### Exercise directions:
The finished copy should match every record exactly and contain no pictures.

### Data under study:
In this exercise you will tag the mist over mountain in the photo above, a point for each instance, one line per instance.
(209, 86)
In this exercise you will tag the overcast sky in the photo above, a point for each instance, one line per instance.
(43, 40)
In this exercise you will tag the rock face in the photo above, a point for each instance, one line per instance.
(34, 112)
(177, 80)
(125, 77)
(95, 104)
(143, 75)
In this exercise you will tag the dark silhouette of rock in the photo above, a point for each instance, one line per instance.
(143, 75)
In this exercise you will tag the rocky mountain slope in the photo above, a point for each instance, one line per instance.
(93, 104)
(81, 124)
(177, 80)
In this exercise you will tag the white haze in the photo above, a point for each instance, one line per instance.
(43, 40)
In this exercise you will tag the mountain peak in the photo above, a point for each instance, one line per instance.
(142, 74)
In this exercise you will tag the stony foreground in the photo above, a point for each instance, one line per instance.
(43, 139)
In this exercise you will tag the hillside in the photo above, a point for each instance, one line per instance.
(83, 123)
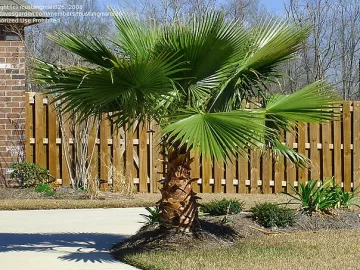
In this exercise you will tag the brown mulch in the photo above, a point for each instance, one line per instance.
(214, 232)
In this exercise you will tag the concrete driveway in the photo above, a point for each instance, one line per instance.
(65, 239)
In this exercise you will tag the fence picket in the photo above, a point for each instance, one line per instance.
(334, 153)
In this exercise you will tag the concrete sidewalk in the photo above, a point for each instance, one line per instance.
(76, 239)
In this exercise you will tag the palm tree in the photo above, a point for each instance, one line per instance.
(193, 78)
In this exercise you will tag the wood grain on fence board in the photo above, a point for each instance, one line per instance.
(333, 152)
(347, 145)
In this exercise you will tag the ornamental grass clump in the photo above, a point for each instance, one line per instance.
(315, 196)
(272, 215)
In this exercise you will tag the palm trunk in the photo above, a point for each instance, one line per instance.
(178, 205)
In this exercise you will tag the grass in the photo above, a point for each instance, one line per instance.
(112, 200)
(338, 249)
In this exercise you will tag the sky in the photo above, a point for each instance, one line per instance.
(275, 6)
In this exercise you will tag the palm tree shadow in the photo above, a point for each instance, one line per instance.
(87, 247)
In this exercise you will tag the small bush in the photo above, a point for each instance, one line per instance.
(347, 199)
(273, 215)
(45, 188)
(313, 198)
(223, 207)
(29, 174)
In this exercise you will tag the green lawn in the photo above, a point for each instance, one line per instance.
(22, 201)
(338, 249)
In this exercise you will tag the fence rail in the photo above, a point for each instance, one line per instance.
(334, 149)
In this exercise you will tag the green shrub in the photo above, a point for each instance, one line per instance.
(153, 216)
(29, 174)
(45, 188)
(223, 207)
(273, 215)
(313, 198)
(346, 198)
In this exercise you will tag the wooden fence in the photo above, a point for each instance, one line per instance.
(334, 149)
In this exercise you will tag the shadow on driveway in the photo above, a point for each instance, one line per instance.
(87, 247)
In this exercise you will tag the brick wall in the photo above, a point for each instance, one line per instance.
(12, 96)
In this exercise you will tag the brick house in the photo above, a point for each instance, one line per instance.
(15, 15)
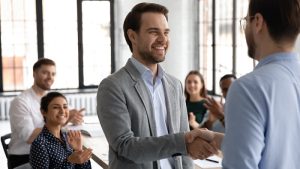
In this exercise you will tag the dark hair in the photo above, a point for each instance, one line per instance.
(281, 17)
(45, 101)
(43, 61)
(227, 76)
(203, 91)
(133, 18)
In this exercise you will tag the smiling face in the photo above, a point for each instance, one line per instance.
(151, 42)
(193, 85)
(57, 113)
(44, 76)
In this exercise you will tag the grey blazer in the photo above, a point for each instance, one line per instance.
(124, 108)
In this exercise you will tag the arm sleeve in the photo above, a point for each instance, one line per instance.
(244, 136)
(86, 165)
(21, 119)
(187, 162)
(39, 157)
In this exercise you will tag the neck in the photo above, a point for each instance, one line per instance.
(40, 92)
(271, 47)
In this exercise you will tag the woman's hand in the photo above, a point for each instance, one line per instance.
(75, 140)
(80, 157)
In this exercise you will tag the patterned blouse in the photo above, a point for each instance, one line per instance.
(48, 152)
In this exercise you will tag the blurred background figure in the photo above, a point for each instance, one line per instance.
(195, 93)
(54, 148)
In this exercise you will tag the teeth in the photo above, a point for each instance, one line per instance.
(159, 47)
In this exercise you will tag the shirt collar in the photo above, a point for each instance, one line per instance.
(282, 56)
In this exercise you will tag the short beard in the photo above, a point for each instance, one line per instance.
(150, 58)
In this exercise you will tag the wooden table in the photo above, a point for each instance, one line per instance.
(100, 150)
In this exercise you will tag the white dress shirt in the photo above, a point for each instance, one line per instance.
(25, 116)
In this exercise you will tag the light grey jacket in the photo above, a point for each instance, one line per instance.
(125, 111)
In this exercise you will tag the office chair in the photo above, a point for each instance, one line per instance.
(5, 141)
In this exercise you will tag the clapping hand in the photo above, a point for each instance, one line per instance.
(76, 116)
(74, 139)
(79, 157)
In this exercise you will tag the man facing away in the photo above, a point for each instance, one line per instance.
(141, 108)
(26, 120)
(263, 107)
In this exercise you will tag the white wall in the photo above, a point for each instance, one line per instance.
(180, 56)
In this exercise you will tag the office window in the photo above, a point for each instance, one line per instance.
(61, 40)
(224, 40)
(18, 43)
(244, 64)
(205, 42)
(222, 45)
(96, 41)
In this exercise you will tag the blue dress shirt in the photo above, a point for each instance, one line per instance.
(156, 90)
(262, 116)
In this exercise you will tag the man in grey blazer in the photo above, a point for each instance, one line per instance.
(141, 108)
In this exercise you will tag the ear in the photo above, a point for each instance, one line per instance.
(259, 22)
(43, 112)
(132, 36)
(33, 74)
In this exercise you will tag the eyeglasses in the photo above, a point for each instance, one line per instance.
(244, 21)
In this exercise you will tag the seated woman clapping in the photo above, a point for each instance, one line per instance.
(54, 148)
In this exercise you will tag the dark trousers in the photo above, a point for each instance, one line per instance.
(16, 160)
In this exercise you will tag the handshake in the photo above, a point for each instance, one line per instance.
(202, 143)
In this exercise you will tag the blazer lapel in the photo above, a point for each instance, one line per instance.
(170, 104)
(144, 95)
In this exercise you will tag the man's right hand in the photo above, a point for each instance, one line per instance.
(197, 147)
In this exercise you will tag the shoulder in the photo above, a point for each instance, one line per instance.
(171, 80)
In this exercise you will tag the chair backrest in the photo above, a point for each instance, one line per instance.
(5, 141)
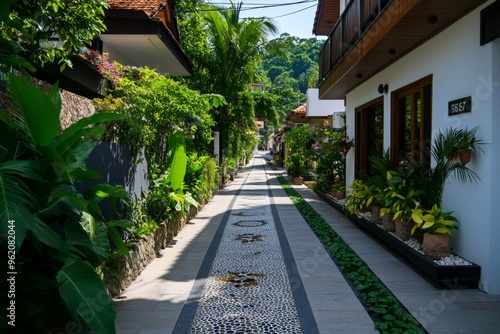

### Task response:
In this exercise you will tag the mist over mountain in the photo above, a point for each instance, one line per instance.
(209, 86)
In this exercise you will tag the overcast sky in the photo above, a point for each instance, one line per instance.
(43, 40)
In this exercise you will tag the rock face in the photo above, a point for each instance, one line per instance.
(34, 112)
(177, 80)
(125, 77)
(95, 104)
(143, 75)
In this exercise you will tag the dark silhouette of rock in the photo above, a point for each instance, one line per instance.
(143, 75)
In this exercise you will tag the rocky mountain slope in the photo above, a point for each instance, one line per instance.
(93, 104)
(81, 124)
(177, 80)
In this exercise you will tag the white haze in the photo above, a point for each instance, one line per instance.
(43, 40)
In this exercise you will tag the mountain peak in the photo above, a point for each instance, one line per instance.
(142, 74)
In this exercise you will tag the stony foreground in the photo above, a point for each instance, one line per instance.
(43, 139)
In this exercise you will tag the hillside in the photo above, a point for each instance, one line per instance.
(83, 123)
In this exercise you will tag the brown mulch in the photo above, a point for each instance, one line per instance.
(214, 232)
In this exercise you will tag the concrete driveway in the photo above, a point for each instance, one line per instance.
(65, 239)
In this exercise you will tag the fence picket in the photo above, a point for each instance, one line per instance.
(334, 153)
In this exercise you will tag the concrete sidewalk in the photo above, a point for each instance, one line per instance.
(76, 239)
In this exercise you will tag the palm tree in the photo above, a point for each instance, one line per instance.
(193, 78)
In this exercise you will tag the wood grain on fence board in the photo above, a point for each instance, one line per instance.
(333, 152)
(347, 145)
In this exercise you will tag the ornamental grass clump in the photo above, a point for each instance, one line per instance.
(315, 196)
(272, 215)
In this exercise you will tag the palm trunk in the photo above, a point for each instance, one line per instance.
(178, 205)
In this exercise you will tag the grass in the photo above, a point for each instance, one line per instance.
(112, 200)
(338, 249)
In this exercise you will tag the sky in the photo above, a point for each instance, one line per instance.
(275, 6)
In this exercise you will tag the palm tree shadow in the photo above, a point for each instance, one line per instance.
(87, 247)
In this exercise you will tag the small bush in the photo above, a point for each instance, one line per instance.
(347, 199)
(273, 215)
(45, 188)
(313, 198)
(223, 207)
(29, 174)
In this exercise you will tag the green lawn in the photo above, a point for each instance, one line per instance.
(22, 201)
(338, 249)
In this exercise you will tag the fence rail in the photo above, a point for each instance, one line per instance.
(334, 149)
In this exercise you will tag the green shrub in the photo above, a point for each instance, one line per instance.
(153, 216)
(29, 174)
(45, 188)
(223, 207)
(273, 215)
(313, 198)
(346, 198)
In this exercise you will tag the wooden fence in the photo above, a point for each instance, one line per instance.
(334, 149)
In this exercise you will tag the shadow on driveway in the photo above, a point for each instance, one line per instance.
(87, 247)
In this exercise you will tag the brick wall in the photo above, a point for each instance, one line per instance.
(12, 96)
In this exercise you will tag the brick house in the photo above, a point for each instance, one line per instance.
(15, 15)
In this exercise you will tag the dark hair in the photo above, a point for each instance, one line per instance.
(281, 17)
(45, 101)
(43, 61)
(227, 76)
(203, 91)
(133, 18)
In this exercise you will tag the smiling face in the photo above, a point for each instance, one line per instance.
(151, 42)
(193, 85)
(57, 113)
(44, 76)
In this exercise you will tag the grey blazer in the photo above, a point for each instance, one line per instance.
(124, 108)
In this exercise you will tag the arm sleeve in the photo above, a point for each instance, one line per instance.
(244, 136)
(86, 165)
(21, 119)
(187, 162)
(39, 157)
In this exercise you will tag the neck in the photo above, a point for each instance, one line per instance.
(40, 92)
(271, 47)
In this exercise you will tag the woman's hand in the photo above, a point for each instance, one line per instance.
(75, 140)
(80, 157)
In this exercise you will tag the patterned blouse in the photo above, a point for each instance, one line per instance.
(48, 152)
In this exercise you will tag the blurred background figure in the photo above, a point for each instance, one line per instance.
(195, 93)
(54, 148)
In this exercise you will tag the teeth in the photo above, a point for each instance, one line per instance.
(159, 47)
In this exercise you will tag the shirt collar in the photo above, a point for each instance, one line per instance.
(282, 56)
In this exercise you will tag the short beard in the photo above, a point for each instance, one line per instance.
(150, 58)
In this exercise you will tag the wooden table in the photo above, a point for each instance, one line per instance.
(100, 150)
In this exercise you will tag the white dress shirt in the photo above, a point for each instance, one line per instance.
(25, 116)
In this exercise you will tag the light grey jacket in the photo above, a point for each instance, one line per instance.
(125, 111)
In this exercise you will tag the office chair in the photo above, a point for each instance, one line per instance.
(5, 141)
In this exercise you will tag the clapping hand in the photo above, a point for each instance, one line per instance.
(76, 116)
(74, 139)
(79, 157)
In this exercise you will tag the man facing away in the photo above, a point for each instance, one line per instance.
(141, 108)
(26, 120)
(263, 107)
In this exercise you will tag the white wall in the photo above, a point for each instance, one line per instance.
(180, 56)
In this exercise you will tag the office window in the photo above, a point for each instance, one line per instance.
(61, 40)
(224, 40)
(18, 43)
(244, 64)
(205, 42)
(222, 45)
(96, 41)
In this exercise you will tag the blue dress shirt in the photo above, a point for each instance, one line per instance.
(156, 90)
(262, 116)
In this exercise you will tag the man in grey blazer in the photo above, a point for each instance, one line per instance.
(141, 108)
In this exercise you will tag the ear in the photo above, a point for each instance, one line per instance.
(259, 22)
(43, 112)
(132, 36)
(33, 74)
In this exercise you will tag the eyeglasses in the photo above, a point for each instance, one line per instance.
(244, 21)
In this exercise you will tag the seated woman clapping in the photo above, a point for each instance, one line per instance.
(54, 148)
In this exercise you will tag the dark trousers in the photo above, a point for each instance, one line per instance.
(16, 160)
In this exercise you will tag the handshake in the photo above, a point for each instance, one line per instance.
(202, 143)
In this exercise you will tag the blazer lapel in the photo above, a point for each instance, one line per instance.
(170, 104)
(144, 95)
In this exercise you will tag the man's right hand in the photo above, a point for each instance, one line per instance.
(197, 147)
In this exercise you will tag the shoulder in the photo above, a point for each instance, one line per instance.
(171, 80)
In this exercise you will tag the chair backrest in the photo above, a point for each instance, one line per instance.
(5, 141)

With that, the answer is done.